From right, Hideaki Nasu, Monkey Takano, Ra-chan

Hibino apparently first encountered the term “deaf culture” through Eri Makihara, the director of LISTEN, a 2016 documentary film which explores the world of deaf music.

Hibino: “The word ‘culture’ is often attached to periods in history or regions, as in ‘Heian culture’ or ‘Japanese culture’.” So it left a big impression on me when Eri Makihara told me that in the same way, there was a deaf culture. In today’s event I’d like to find out about and enjoy the ways that deaf culture differs from the culture of hearing people.”

Nasu has been deaf since he was two, and Takano since birth. Meanwhile sign language interpreter Ra-chan, who is also Takano’s partner, is in the position of being a hearing person in a relationship with a deaf person. Ra-chan says she is not particularly conscious of “deaf culture,” but when she started learning sign language, she found it hard to get used to the “pointing” gestures required for sign language communication.

Ra-chan:”When indicating an object as a hearing person, you indicate it to each other verbally using words like “that” or“it,”but deaf people have to point with their finger. I’m used to it now, but at first it startled me. On the other hand there are lots of situations when sign language is convenient. For example, when I went to a disco with some deaf friends. If you are in a loud place and far away from each other, you can still talk using sign language. I also remember how much my friends were enjoying the vibrations of the disco.

Takano agreed with Ra-chan, saying, “I also like noise vibrations. Sometimes I enjoy karaoke by signing the meaning of the lyrics.” In response Hibino mentioned that deafblind Atsushi Mori had told him he preferred trains that swayed and jolted a lot because it gave more of a sense of the train moving. The significance to non-hearing people of the information carried in vibration is something that interests Hibino.

* **Given entries**
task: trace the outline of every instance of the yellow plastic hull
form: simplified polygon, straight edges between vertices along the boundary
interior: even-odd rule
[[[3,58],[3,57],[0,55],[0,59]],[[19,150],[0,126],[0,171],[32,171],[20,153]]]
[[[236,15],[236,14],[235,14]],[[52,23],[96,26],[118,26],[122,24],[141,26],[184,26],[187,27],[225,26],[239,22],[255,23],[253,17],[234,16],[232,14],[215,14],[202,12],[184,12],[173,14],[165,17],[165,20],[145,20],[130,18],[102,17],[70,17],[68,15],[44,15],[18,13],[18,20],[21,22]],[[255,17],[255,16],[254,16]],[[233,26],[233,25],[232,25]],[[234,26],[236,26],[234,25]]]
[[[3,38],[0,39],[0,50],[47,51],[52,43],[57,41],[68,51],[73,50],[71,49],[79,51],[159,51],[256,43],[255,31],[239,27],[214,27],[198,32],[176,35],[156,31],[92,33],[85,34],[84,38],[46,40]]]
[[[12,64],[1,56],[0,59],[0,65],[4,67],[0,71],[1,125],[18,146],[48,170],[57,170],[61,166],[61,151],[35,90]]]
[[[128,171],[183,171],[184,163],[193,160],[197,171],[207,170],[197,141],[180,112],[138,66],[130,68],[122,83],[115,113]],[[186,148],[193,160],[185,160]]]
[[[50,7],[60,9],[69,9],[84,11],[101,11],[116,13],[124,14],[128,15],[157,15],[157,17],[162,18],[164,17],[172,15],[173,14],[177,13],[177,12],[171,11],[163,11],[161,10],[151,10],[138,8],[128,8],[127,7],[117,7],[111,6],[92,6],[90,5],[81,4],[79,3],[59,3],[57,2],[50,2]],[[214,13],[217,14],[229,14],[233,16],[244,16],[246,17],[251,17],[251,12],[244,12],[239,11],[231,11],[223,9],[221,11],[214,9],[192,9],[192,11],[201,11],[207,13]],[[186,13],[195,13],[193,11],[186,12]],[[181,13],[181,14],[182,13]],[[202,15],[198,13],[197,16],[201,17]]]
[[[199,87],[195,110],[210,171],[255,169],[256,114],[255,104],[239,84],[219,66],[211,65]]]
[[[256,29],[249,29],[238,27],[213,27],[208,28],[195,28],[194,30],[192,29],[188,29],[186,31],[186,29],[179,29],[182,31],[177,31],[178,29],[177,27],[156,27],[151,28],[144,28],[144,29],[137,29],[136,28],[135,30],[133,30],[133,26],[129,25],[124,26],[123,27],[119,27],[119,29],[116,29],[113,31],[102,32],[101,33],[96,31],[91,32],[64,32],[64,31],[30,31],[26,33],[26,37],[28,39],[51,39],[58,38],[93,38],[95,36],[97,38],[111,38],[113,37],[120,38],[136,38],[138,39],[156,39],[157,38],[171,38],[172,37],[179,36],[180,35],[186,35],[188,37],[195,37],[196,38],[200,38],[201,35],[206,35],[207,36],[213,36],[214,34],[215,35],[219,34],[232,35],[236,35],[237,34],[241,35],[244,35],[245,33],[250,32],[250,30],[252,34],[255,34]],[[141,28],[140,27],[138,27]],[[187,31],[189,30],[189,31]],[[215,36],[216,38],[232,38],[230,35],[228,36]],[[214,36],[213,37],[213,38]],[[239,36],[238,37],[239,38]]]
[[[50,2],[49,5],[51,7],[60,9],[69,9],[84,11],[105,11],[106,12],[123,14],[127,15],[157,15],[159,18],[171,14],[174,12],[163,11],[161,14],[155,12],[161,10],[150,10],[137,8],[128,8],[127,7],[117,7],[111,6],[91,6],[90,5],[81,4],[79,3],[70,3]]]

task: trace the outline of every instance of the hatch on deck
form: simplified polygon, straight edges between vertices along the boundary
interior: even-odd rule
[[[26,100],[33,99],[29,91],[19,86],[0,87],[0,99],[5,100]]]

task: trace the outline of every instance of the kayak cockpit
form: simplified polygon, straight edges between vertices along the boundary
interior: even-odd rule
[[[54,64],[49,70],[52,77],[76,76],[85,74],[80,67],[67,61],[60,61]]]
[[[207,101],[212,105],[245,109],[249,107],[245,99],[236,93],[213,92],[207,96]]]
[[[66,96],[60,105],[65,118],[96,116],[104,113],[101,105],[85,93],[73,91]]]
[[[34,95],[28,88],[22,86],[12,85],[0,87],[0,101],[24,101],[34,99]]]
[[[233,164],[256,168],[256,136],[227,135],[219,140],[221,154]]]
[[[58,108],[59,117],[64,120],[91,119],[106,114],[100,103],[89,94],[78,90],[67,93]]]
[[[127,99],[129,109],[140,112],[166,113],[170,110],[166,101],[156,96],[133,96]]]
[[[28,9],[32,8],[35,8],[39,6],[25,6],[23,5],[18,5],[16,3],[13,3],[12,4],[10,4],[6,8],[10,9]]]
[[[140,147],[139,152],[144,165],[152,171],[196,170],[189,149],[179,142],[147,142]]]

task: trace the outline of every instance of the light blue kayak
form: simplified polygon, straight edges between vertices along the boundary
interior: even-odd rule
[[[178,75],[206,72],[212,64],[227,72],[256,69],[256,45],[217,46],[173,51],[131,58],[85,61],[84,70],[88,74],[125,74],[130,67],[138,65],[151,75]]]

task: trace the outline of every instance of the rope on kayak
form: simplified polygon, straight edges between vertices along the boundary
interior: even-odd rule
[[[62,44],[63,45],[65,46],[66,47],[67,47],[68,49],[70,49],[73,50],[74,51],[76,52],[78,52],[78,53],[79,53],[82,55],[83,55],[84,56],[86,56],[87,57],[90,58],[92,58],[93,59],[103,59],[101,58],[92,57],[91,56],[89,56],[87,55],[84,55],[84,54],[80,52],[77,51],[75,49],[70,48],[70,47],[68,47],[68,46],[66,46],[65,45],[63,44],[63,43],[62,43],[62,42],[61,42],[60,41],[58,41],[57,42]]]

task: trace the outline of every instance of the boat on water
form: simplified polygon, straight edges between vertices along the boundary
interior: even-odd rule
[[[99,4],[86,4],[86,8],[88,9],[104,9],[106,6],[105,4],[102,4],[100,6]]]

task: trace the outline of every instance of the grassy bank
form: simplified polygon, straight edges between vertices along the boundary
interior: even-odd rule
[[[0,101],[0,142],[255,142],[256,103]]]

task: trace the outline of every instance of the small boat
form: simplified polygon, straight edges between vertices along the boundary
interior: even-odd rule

* **Tasks to complete**
**A.** According to the passage on deaf culture, who directed the 2016 documentary film LISTEN?
**B.** Continue the passage on deaf culture from its last sentence.

* **Answers to each task**
**A.** Eri Makihara

**B.**
Our other guest, Nasu, does one-man shows and theater alongside working as an television anchor for “NHK Sign Language News 845”. In his stage work, he sometimes translates Japanese-language scripts into sign language, but he says that there are times when it is difficult to convey meaning using existing sign language alone. For example, he said if you replace the literal meaning of the lyrics in the folk song “Hotaru no hikari” (“glow of a firefly”, Japanese adaptation of the Scottish folk song “Auld Lang Syne”) with ordinary sign language, it’s hard for a deaf person to make sense of it, and with that he demonstrated the meaning of the lyrics to “Hotaru no hikari” in comprehensible sign language.

Nasu demonstrating “Hotaru no hikari” in sign language

The expression of the lyrics using sign language was fascinating. He was expressing “firefly” when he crossed his wrists with his higher hand balled in a fist, index finger raised, and spread the fingers of his other hand, while opening and closing them like pulsating light. Then he drew a square in the air with his fingers to indicate a “window.” Moving his hands down in a fluttering motion expressed “snow.” Hibino excitedly exclaimed, “I get the meaning!” When he copied Nasu’s movements, reproducing the first lines of the song with his hands and not his voice, Nasu also excitedly pointed at Hibino gesturing “Yes, that’s it!”.

Nasu: Take Ainu culture for example; Ainu people don’t think on the basis of Japanese, they think in the Ainu language. Similarly deaf people used to learn to communicate on the basis of communication with hearing people, but I think it’s more important to think of sign language as the basis of communication. It’s the same for my plays – I don’t convert them into Japanese but express meaning through a combination of visual images.

Next Nasu gave an improvised demonstration of the play “Tobira” (“Doors”). In it, Nasu warps to the ocean and the battlefield by doors that appear one by one in front of your eyes. There was no verbal explanation but we had a vivid picture of the scenes in our heads through Nasu’s movements.

Nasu performing the play “Tobira”

Nasu performed a play by first making a violent movement reminiscent of an aerial bombing, and then used both hands to make a shape in the air like a bird’s wing. This stayed with us, as if we had watched a short film. In response to this true-to-life performance, Hibino didn’t say anything but expressed his impressions through using his entire body.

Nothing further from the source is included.